_Work item_. Restating the data word for word is all that is required.

⁂

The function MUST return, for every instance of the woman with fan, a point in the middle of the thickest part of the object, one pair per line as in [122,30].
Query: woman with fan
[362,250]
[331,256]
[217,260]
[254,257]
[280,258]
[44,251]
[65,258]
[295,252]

⁂

_Task result_.
The function MUST return, for every instance of the woman with fan, a point in the middle of the thickest part of the object, one pair per line as in [122,30].
Query: woman with fan
[362,250]
[331,256]
[217,260]
[254,257]
[280,258]
[44,251]
[65,258]
[295,252]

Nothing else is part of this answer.